> [Consigne 1] Relevez toutes les personnes désignées par leur nom dans le texte sur le chahut à l'ULB.
> [Consigne 2] D'après le texte sur le chahut à l'ULB, quelle position de Caroline Fourest les chahuteurs cherchaient-ils apparemment à critiquer ?

> [Extrait du document]
------------
Chahut à l'Université libre de Bruxelles

Je lui demande :
« Tu as entendu parler de cette histoire de "chahut" à l'ULB, mardi soir ? 
— Oui et franchement, je ne sais pas comment me positionner par rapport à ça.
— Après avoir beaucoup lu sur le sujet [dont énormément de conneries sans nom], je crois m'être fait une opinion assez nette.
— Ce qui m'embête dans cette histoire, c'est le consensus. Tout le monde semble d'accord sur le fait que chahuter un débat, c'est le mal, c'est la fin de la liberté d'expression...
— D'un autre côté, faut dire qu'ils n'avaient pas l'air très intelligent non plus, ces chahuteurs... Quand Hasquin leur a demandé quels étaient leurs arguments, certains ont juste crié "Ouaaaais !" ou "Burqa-bla-bla !". C'est un peu con. Ils ont raté totalement leur objectif, qui était apparemment de critiquer la position de Caroline Fourest sur l'Islam, la burqa, le voile... Ils sont passés pour des abrutis et des extrémistes en gueulant et en lui coupant la parole.
— Il paraît que quand le meneur a voulu s'expliquer, ils lui ont coupé le micro.
Qui croire ? 
— Il y a aussi autre chose : je suis sûre que parmi tous ceux qui s'offusquent de ce genre de procédé, certains seraient les premiers à approuver les actions de Noël Godin entartant quelqu'un, par exemple... Ou à valoriser un autre type de chahut, au nom du folklore estudiantin ou du libre examen, justement... »

Mon opinion sur le sujet tient en trois petits points (car ça intéresse qui de toute façon, "mon opinion sur le sujet" ?) :
1) censurer une parole (quelle qu'elle soit) en chahutant est d'une médiocrité confondante ;
2) parler d'extrémisme, de péril islamiste, de "fascisme au sens large" (© Marcel Sel), de menace pour la démocratie ou pour la liberté d'expression, tout ça parce qu'un groupe de zozos chahute dans un auditoire, est totalement disproportionné ;
3) Caroline Fourest en tant que telle est insupportable : elle coupe constamment la parole et n'écoute jamais ce qu'on lui dit. Cependant, c'est quelque chose qui n'a pas grand chose à voir avec un quelconque débat. Si l'on devait chahuter tous ceux que je trouve énervants au sein du monde des médias, il ne resterait plus grand monde pour ouvrir la bouche.
------------
> [Liste des enregistrements]

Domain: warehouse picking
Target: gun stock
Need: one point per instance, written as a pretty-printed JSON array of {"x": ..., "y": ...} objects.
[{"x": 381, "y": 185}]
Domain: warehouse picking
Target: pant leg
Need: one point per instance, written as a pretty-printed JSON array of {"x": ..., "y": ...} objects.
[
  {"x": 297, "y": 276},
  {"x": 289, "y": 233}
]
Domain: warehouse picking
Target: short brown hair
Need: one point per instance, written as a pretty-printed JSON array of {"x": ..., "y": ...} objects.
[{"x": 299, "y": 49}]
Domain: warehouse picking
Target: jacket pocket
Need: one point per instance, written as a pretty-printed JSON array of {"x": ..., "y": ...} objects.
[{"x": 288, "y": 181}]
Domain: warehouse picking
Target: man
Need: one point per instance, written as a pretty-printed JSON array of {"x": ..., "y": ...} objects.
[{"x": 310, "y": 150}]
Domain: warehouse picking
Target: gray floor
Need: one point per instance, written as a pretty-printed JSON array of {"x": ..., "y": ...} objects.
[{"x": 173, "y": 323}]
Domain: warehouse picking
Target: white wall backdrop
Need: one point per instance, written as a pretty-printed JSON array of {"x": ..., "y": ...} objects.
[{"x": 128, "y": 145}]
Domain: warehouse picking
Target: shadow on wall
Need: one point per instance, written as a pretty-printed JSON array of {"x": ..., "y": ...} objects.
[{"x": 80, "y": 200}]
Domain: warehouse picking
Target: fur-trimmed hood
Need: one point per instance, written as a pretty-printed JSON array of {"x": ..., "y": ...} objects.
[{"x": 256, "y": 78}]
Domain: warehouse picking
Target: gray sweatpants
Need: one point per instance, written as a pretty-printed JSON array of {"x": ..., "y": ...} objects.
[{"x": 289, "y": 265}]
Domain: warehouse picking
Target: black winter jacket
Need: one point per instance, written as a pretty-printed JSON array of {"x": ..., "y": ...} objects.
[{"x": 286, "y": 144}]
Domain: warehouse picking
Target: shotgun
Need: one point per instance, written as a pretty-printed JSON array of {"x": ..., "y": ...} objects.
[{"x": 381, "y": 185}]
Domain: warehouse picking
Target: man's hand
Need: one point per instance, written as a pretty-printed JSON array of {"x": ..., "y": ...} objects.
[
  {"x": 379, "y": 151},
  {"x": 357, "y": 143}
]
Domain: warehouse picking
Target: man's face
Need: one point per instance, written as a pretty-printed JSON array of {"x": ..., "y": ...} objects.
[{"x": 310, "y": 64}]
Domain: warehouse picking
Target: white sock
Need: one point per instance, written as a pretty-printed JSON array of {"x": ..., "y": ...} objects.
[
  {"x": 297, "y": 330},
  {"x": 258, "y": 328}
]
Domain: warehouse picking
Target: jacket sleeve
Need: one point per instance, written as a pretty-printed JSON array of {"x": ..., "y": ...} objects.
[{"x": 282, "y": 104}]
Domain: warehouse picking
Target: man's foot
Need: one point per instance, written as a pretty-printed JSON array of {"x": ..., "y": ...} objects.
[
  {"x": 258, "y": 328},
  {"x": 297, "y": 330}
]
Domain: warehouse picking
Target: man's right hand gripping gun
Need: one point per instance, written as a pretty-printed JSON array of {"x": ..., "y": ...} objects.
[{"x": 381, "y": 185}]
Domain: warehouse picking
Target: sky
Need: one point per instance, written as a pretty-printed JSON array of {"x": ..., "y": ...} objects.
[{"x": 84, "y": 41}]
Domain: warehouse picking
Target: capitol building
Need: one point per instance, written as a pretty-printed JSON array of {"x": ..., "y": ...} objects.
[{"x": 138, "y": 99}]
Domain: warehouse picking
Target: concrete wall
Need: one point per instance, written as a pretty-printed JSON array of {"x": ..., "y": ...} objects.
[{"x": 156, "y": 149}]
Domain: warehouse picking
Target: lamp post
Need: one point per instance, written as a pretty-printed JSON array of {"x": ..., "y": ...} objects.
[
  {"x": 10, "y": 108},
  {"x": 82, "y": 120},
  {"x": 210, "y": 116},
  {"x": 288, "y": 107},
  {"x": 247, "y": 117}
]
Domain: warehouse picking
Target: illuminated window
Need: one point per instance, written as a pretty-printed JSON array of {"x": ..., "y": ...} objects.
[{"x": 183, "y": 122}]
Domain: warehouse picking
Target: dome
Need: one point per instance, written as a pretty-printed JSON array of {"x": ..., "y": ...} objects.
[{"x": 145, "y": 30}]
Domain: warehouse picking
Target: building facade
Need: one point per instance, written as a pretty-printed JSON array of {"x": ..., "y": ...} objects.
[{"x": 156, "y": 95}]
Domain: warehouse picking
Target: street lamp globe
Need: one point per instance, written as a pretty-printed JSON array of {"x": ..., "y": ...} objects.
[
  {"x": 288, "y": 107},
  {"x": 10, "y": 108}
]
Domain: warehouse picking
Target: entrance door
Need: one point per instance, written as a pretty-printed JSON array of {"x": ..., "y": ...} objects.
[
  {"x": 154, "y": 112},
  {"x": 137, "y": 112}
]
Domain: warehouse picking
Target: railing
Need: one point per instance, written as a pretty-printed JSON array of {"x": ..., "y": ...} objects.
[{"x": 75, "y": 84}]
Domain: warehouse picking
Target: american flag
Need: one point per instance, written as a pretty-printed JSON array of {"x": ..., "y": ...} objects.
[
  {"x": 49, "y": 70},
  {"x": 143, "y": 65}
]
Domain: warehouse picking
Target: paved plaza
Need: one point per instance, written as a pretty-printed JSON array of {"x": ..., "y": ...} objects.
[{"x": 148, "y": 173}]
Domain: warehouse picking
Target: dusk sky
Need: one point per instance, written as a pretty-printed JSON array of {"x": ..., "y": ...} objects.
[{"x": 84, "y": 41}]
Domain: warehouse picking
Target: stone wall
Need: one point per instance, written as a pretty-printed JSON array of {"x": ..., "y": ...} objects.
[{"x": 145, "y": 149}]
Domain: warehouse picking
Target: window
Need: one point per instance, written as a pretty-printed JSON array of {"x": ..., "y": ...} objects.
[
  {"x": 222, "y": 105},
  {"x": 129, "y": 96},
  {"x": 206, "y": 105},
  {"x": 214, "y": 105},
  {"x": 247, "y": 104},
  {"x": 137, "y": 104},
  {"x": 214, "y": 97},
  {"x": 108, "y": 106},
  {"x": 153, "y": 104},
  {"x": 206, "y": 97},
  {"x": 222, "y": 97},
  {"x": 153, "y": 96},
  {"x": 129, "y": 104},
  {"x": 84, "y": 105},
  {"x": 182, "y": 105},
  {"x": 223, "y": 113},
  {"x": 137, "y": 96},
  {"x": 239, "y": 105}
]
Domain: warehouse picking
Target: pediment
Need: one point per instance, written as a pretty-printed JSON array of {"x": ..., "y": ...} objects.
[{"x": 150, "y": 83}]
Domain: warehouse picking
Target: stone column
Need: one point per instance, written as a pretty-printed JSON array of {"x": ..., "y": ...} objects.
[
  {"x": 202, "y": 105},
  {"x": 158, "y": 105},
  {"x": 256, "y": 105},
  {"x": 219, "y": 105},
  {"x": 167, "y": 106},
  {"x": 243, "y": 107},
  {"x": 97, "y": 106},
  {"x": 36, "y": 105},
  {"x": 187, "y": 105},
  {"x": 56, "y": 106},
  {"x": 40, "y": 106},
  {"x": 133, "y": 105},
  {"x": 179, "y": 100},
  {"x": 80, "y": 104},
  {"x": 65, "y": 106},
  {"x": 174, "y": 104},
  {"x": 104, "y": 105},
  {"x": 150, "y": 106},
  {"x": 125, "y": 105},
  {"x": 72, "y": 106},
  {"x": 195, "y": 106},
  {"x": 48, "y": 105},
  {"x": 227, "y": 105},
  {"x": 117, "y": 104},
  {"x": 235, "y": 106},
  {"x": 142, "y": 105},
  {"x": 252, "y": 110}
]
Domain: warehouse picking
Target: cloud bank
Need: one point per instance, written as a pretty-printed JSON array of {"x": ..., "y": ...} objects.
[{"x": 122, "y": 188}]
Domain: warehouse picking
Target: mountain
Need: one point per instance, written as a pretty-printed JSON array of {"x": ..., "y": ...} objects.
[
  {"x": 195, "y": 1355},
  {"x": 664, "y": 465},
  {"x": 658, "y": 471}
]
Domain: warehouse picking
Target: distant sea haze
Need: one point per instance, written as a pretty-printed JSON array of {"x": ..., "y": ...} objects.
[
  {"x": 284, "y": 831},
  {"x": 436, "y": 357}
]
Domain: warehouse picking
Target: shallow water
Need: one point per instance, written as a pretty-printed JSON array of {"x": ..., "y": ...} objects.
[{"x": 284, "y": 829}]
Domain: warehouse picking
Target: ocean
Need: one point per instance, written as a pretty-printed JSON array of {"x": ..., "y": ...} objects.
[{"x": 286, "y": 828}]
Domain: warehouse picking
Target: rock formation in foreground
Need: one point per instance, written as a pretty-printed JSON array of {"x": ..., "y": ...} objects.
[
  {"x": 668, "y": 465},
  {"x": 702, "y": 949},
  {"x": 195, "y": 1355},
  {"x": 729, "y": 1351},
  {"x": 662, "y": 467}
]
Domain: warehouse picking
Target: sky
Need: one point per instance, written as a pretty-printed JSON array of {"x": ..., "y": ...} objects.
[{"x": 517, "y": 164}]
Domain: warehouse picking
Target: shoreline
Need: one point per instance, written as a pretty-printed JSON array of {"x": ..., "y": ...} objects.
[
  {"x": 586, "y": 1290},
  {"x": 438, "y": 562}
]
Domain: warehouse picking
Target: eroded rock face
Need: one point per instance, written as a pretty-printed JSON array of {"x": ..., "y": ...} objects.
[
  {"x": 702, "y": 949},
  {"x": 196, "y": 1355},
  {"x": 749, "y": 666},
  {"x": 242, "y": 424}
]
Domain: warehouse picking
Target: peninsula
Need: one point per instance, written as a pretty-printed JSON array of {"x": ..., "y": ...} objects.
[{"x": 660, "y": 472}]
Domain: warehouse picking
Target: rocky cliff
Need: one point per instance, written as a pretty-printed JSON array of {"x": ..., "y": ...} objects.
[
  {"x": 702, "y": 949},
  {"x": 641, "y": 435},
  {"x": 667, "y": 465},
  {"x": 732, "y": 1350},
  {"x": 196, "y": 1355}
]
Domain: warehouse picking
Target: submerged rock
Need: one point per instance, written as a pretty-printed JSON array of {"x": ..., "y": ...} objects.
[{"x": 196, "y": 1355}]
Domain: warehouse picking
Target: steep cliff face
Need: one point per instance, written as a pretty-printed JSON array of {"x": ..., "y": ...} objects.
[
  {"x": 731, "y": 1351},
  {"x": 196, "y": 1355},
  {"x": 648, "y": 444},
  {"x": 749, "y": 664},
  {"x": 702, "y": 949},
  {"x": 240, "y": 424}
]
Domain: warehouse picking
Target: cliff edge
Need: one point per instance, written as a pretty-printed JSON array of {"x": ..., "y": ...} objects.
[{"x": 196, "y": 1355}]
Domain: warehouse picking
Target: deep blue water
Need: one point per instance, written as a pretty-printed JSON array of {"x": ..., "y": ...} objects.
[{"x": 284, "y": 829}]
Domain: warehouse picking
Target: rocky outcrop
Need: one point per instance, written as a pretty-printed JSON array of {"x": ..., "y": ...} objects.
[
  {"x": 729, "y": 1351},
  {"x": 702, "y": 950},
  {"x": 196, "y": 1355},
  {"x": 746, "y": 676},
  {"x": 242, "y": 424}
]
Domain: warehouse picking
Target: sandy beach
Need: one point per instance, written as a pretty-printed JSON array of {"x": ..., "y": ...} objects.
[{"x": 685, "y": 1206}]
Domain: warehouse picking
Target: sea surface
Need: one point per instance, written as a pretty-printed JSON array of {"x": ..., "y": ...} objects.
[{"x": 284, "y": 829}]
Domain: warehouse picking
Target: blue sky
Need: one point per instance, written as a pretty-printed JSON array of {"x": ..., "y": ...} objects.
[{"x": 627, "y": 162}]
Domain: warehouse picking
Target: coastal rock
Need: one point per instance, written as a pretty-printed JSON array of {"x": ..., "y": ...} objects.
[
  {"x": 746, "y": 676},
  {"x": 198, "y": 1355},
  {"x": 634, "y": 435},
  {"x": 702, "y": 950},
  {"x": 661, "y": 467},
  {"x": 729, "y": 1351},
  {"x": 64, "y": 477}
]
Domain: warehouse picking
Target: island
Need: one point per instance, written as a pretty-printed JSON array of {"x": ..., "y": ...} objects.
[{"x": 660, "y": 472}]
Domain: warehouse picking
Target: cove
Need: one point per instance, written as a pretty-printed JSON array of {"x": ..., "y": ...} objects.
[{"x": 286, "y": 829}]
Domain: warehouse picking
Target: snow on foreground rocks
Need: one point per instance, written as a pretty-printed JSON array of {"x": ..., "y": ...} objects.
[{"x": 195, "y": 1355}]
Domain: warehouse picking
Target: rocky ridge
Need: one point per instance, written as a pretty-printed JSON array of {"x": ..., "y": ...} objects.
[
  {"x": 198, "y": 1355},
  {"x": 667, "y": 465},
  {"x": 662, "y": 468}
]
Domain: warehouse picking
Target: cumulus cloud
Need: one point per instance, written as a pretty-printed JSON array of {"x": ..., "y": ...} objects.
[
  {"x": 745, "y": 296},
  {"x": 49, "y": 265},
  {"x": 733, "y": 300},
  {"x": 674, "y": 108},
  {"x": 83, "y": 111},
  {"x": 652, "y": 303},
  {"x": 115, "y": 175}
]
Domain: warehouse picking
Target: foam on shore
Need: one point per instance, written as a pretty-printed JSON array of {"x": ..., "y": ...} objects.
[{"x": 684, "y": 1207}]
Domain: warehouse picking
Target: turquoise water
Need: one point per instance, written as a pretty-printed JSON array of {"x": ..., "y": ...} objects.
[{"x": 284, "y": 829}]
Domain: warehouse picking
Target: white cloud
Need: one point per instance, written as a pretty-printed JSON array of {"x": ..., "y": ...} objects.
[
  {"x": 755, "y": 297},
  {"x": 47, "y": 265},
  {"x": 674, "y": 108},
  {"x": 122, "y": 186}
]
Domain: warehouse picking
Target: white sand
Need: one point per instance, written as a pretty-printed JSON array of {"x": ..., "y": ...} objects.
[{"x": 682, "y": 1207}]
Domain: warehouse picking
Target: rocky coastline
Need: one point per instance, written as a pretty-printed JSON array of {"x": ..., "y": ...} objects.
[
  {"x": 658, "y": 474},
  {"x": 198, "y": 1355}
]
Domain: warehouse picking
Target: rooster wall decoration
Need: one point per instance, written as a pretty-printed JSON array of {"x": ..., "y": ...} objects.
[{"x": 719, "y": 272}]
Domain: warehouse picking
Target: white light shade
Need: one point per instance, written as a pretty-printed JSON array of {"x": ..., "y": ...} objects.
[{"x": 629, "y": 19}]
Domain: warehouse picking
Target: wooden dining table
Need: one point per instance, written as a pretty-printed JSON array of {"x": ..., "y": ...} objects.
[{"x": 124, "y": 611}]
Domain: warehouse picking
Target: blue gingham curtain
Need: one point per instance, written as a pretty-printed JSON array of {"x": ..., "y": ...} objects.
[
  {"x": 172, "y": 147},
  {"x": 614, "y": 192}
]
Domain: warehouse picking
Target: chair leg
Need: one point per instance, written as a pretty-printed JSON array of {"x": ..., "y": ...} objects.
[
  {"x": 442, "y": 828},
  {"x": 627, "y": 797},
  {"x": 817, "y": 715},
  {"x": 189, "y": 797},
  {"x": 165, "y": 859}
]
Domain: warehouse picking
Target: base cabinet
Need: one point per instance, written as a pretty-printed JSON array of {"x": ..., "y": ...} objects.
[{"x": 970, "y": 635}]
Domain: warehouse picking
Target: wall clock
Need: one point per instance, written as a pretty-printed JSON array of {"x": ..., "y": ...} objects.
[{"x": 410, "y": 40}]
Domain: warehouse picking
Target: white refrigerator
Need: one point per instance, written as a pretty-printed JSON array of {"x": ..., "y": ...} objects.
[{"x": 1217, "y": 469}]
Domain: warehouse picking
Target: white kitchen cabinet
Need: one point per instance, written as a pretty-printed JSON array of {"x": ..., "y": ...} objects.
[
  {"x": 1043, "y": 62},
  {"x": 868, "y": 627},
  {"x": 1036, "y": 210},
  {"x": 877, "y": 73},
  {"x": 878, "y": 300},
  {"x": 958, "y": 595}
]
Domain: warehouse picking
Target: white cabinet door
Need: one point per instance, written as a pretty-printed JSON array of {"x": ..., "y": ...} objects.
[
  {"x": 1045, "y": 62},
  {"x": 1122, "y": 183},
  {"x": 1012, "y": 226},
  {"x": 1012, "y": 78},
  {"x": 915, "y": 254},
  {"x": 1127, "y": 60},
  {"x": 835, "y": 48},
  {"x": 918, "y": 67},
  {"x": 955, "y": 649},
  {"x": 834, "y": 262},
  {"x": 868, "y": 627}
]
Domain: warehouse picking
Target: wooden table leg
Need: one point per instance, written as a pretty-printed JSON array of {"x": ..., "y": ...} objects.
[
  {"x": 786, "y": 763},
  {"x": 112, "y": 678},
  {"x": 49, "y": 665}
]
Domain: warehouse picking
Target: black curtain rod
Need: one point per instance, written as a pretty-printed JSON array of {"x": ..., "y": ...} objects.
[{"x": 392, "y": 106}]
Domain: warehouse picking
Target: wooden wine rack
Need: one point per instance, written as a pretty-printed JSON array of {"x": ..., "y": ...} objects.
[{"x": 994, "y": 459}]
------------
> [Réponse 1] Hasquin, Caroline Fourest, Noël Godin et Marcel Sel.

> [Réponse 2] Sa position sur l'Islam, la burqa et le voile.